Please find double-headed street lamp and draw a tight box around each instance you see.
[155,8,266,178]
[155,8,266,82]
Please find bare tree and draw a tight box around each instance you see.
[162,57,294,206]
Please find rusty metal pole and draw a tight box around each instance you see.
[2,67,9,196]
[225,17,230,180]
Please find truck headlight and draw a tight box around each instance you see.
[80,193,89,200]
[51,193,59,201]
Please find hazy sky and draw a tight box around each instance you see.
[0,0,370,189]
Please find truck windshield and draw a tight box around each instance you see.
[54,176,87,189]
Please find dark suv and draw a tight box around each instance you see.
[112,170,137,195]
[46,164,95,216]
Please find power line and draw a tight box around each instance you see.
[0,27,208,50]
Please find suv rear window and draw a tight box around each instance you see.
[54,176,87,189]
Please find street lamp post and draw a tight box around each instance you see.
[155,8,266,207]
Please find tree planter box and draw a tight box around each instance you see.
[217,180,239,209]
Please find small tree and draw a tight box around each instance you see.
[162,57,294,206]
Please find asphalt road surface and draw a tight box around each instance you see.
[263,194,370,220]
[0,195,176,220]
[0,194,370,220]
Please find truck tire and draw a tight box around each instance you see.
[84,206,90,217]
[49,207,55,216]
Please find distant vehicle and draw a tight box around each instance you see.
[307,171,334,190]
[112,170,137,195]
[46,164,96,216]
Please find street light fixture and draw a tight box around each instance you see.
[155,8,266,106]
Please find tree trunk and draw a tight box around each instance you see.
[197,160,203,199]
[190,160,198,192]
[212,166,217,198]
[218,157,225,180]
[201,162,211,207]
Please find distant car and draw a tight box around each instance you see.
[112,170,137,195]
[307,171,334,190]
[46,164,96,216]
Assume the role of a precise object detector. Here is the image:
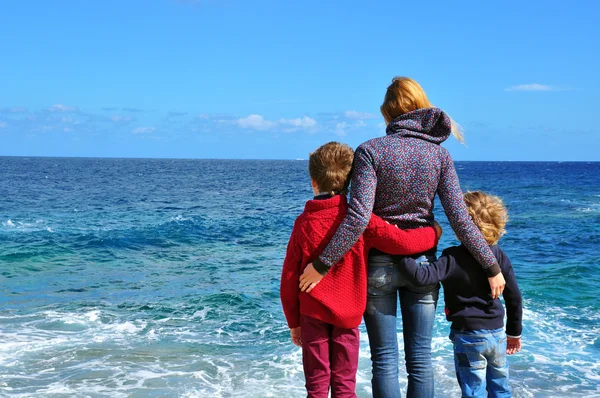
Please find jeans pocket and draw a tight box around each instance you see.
[368,263,394,293]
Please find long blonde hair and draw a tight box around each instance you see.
[379,76,465,144]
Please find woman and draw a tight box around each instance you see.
[300,77,505,398]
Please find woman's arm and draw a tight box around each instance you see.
[437,152,505,298]
[363,214,439,256]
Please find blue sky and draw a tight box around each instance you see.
[0,0,600,161]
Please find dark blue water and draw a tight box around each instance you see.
[0,158,600,397]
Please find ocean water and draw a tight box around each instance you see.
[0,158,600,398]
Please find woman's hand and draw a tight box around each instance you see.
[300,263,323,293]
[506,337,521,355]
[488,272,506,299]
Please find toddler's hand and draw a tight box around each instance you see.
[290,326,302,347]
[300,263,323,293]
[433,221,442,244]
[506,337,521,355]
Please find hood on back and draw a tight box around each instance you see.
[385,108,452,144]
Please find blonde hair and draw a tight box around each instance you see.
[308,141,354,194]
[464,191,508,245]
[379,76,465,143]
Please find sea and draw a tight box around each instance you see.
[0,157,600,398]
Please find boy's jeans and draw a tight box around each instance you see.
[300,315,360,398]
[450,329,512,398]
[364,253,439,398]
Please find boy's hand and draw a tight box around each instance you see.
[433,221,442,244]
[300,263,323,293]
[488,272,506,299]
[506,337,521,355]
[290,326,302,347]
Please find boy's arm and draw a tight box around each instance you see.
[363,214,437,255]
[499,250,523,338]
[400,253,454,286]
[279,220,302,329]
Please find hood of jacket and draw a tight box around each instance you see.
[385,108,452,144]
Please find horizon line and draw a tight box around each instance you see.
[0,155,600,163]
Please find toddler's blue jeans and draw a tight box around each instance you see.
[450,329,512,398]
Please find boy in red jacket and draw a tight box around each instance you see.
[280,142,441,397]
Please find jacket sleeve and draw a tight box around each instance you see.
[499,250,523,337]
[437,149,500,277]
[279,220,302,329]
[363,214,437,255]
[400,253,454,286]
[313,146,377,275]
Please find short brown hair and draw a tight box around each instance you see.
[308,141,354,194]
[464,191,508,245]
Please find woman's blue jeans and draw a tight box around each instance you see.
[364,253,439,398]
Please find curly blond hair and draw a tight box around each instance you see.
[464,191,508,245]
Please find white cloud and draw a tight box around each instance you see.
[235,115,317,131]
[110,115,133,123]
[344,111,377,120]
[504,83,558,91]
[131,127,156,134]
[335,122,350,137]
[279,116,317,129]
[48,104,77,112]
[236,115,275,130]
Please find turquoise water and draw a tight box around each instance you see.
[0,158,600,397]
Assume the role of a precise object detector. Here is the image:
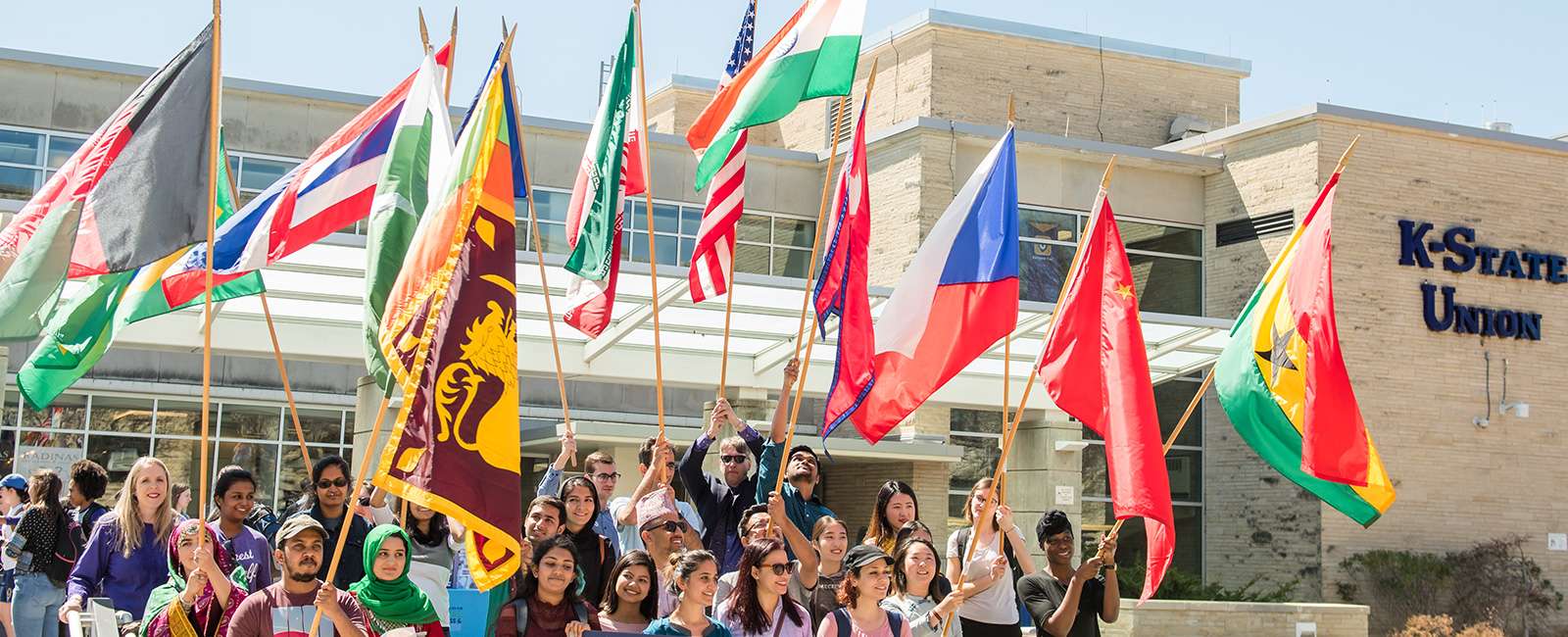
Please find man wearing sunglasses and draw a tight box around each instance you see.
[677,361,797,574]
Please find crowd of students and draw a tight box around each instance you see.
[0,364,1119,637]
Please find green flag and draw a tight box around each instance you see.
[16,138,265,410]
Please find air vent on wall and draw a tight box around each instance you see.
[1213,211,1296,248]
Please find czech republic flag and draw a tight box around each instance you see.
[852,125,1017,444]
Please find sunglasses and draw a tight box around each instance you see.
[758,562,795,576]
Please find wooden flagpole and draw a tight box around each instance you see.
[196,0,222,548]
[768,60,880,529]
[632,0,669,483]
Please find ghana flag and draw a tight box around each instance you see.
[1213,165,1394,525]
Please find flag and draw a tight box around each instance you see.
[1213,172,1396,525]
[374,40,522,590]
[562,10,648,337]
[687,0,865,190]
[1037,188,1176,600]
[813,93,878,442]
[163,45,450,305]
[850,127,1017,444]
[16,136,265,411]
[687,0,758,303]
[361,47,452,395]
[0,24,214,342]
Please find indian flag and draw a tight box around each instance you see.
[1213,172,1394,525]
[687,0,865,190]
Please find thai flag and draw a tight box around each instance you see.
[162,44,450,306]
[852,127,1017,444]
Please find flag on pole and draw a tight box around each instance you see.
[687,0,758,303]
[850,127,1017,444]
[1213,172,1396,525]
[687,0,865,190]
[363,44,453,395]
[0,24,214,342]
[373,37,522,590]
[562,10,648,337]
[1037,181,1176,600]
[163,44,450,305]
[815,93,876,442]
[16,136,265,411]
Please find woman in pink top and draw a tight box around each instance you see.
[817,545,909,637]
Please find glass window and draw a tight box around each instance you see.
[154,399,218,439]
[0,130,44,167]
[92,395,152,432]
[1017,207,1077,243]
[294,410,346,445]
[1127,254,1202,316]
[84,436,152,507]
[240,157,296,190]
[0,165,44,199]
[44,135,86,168]
[22,394,88,430]
[216,442,277,507]
[218,403,282,441]
[1116,220,1202,258]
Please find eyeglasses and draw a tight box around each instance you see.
[758,562,795,576]
[643,519,687,533]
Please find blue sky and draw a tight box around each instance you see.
[12,0,1568,136]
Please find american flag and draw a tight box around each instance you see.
[687,0,758,303]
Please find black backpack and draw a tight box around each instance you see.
[44,514,88,587]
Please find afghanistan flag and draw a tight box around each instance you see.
[0,25,214,342]
[687,0,865,190]
[363,44,452,395]
[373,39,522,590]
[1213,172,1394,525]
[16,138,265,411]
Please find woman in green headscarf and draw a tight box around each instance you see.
[348,524,445,637]
[141,519,248,637]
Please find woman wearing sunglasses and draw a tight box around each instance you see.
[715,538,810,637]
[286,455,370,590]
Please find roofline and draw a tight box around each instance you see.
[1155,102,1568,152]
[860,10,1252,75]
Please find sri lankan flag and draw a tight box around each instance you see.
[1213,172,1394,525]
[373,31,522,590]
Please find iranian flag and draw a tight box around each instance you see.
[562,10,648,337]
[687,0,865,190]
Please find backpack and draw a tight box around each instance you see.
[44,514,88,587]
[958,527,1027,588]
[834,609,904,637]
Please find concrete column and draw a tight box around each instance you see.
[1006,413,1084,564]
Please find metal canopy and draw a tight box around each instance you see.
[120,237,1233,410]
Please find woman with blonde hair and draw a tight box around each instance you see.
[60,457,174,621]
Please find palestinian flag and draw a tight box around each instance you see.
[1213,172,1394,525]
[0,24,215,342]
[16,138,265,411]
[562,10,648,337]
[373,31,522,590]
[687,0,865,190]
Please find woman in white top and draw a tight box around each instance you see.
[361,488,465,627]
[947,478,1035,637]
[715,538,812,637]
[881,538,964,637]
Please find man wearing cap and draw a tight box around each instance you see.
[1017,509,1121,637]
[229,516,367,637]
[637,486,692,616]
[758,364,833,530]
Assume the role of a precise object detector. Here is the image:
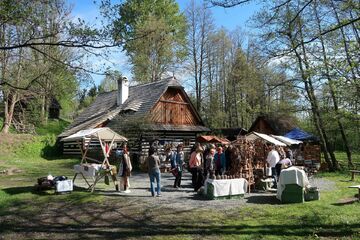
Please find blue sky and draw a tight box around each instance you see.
[68,0,260,84]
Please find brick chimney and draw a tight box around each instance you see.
[116,77,129,106]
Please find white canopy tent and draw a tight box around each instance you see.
[60,127,127,164]
[245,132,286,146]
[61,127,127,142]
[271,135,302,146]
[61,127,127,192]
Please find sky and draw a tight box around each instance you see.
[68,0,260,85]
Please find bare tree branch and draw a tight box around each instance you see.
[210,0,252,8]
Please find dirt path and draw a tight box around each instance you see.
[75,172,335,210]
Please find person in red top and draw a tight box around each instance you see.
[189,145,203,191]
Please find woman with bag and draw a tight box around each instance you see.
[146,147,161,197]
[118,145,132,193]
[173,144,184,188]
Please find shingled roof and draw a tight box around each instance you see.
[58,77,208,138]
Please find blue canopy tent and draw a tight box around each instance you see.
[284,128,319,141]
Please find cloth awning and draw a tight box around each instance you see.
[61,127,127,142]
[196,135,230,144]
[271,135,302,146]
[245,132,286,146]
[284,128,318,141]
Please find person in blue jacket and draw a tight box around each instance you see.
[214,146,226,175]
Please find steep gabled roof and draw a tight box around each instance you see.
[59,77,205,137]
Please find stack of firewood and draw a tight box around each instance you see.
[227,139,255,184]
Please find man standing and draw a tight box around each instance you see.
[147,147,161,197]
[266,145,280,188]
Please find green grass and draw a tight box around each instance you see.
[36,119,70,136]
[0,136,360,239]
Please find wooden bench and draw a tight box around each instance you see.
[349,185,360,201]
[349,170,360,181]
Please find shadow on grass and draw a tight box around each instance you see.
[331,197,360,206]
[1,185,89,196]
[246,194,281,205]
[0,196,360,239]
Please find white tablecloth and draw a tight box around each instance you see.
[74,163,101,177]
[204,178,248,197]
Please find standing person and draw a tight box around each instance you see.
[174,144,184,188]
[214,146,226,175]
[165,145,176,170]
[189,145,203,191]
[119,145,132,193]
[275,158,292,179]
[204,146,215,178]
[224,145,232,170]
[285,147,295,164]
[146,147,161,197]
[266,145,280,187]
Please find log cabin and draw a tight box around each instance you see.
[58,77,210,164]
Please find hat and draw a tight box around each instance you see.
[196,145,204,152]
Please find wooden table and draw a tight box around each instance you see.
[349,185,360,201]
[350,170,360,181]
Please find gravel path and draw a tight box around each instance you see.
[75,172,335,210]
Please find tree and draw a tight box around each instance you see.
[253,0,338,170]
[186,0,214,112]
[0,0,79,133]
[113,0,186,82]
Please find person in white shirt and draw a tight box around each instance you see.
[266,145,280,187]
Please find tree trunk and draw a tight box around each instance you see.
[288,30,336,171]
[1,93,18,134]
[330,0,360,96]
[314,1,354,168]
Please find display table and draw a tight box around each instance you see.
[204,178,248,199]
[73,163,118,192]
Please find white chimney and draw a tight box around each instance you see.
[116,77,129,106]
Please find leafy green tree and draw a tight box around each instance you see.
[114,0,186,82]
[98,70,122,93]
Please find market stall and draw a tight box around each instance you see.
[204,178,247,199]
[61,127,127,192]
[276,167,310,203]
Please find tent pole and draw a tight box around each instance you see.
[81,137,92,163]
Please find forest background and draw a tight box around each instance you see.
[0,0,360,170]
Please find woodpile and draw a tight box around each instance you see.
[226,139,256,188]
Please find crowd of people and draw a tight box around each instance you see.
[118,143,294,197]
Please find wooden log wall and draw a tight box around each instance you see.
[138,132,196,170]
[151,89,200,125]
[62,138,123,156]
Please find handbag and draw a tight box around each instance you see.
[170,167,179,177]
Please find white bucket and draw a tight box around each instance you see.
[266,168,272,176]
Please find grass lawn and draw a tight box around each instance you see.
[0,135,360,239]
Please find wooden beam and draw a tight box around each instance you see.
[159,100,189,105]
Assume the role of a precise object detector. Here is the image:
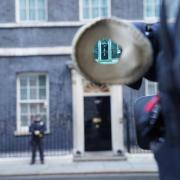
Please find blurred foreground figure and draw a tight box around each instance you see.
[154,1,180,180]
[29,116,46,164]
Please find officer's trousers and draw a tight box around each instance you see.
[31,139,44,163]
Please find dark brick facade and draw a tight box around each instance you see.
[0,0,144,153]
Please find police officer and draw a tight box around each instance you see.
[29,116,46,164]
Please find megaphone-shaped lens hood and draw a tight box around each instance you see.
[72,18,152,84]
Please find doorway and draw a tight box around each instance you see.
[84,96,112,151]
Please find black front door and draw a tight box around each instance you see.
[84,96,112,151]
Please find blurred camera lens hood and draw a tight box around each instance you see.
[72,18,153,84]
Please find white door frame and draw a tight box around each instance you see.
[71,69,124,155]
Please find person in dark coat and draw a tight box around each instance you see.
[29,116,46,164]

· · · · · · ·

Goal: Please copy the data starting at the line that has "Please find megaphone-shaped" and stopping after the last line, with "lens hood" swapped for "lens shade" and nothing else changed.

Full response:
Please find megaphone-shaped lens shade and draw a tight box around each instance you see.
[72,18,152,84]
Please find doorway and draw a tight box around each instance you see.
[84,96,112,151]
Please find black front door and draw a tight box around each instance you see.
[84,96,112,151]
Please find blurred camera lens shade and draw a tight box around each instance you see.
[72,18,153,84]
Please find white door frame and draw a tight box around each instance you see.
[71,69,124,155]
Please find person in dark coat and draw a tight box around each instance you see.
[29,116,46,164]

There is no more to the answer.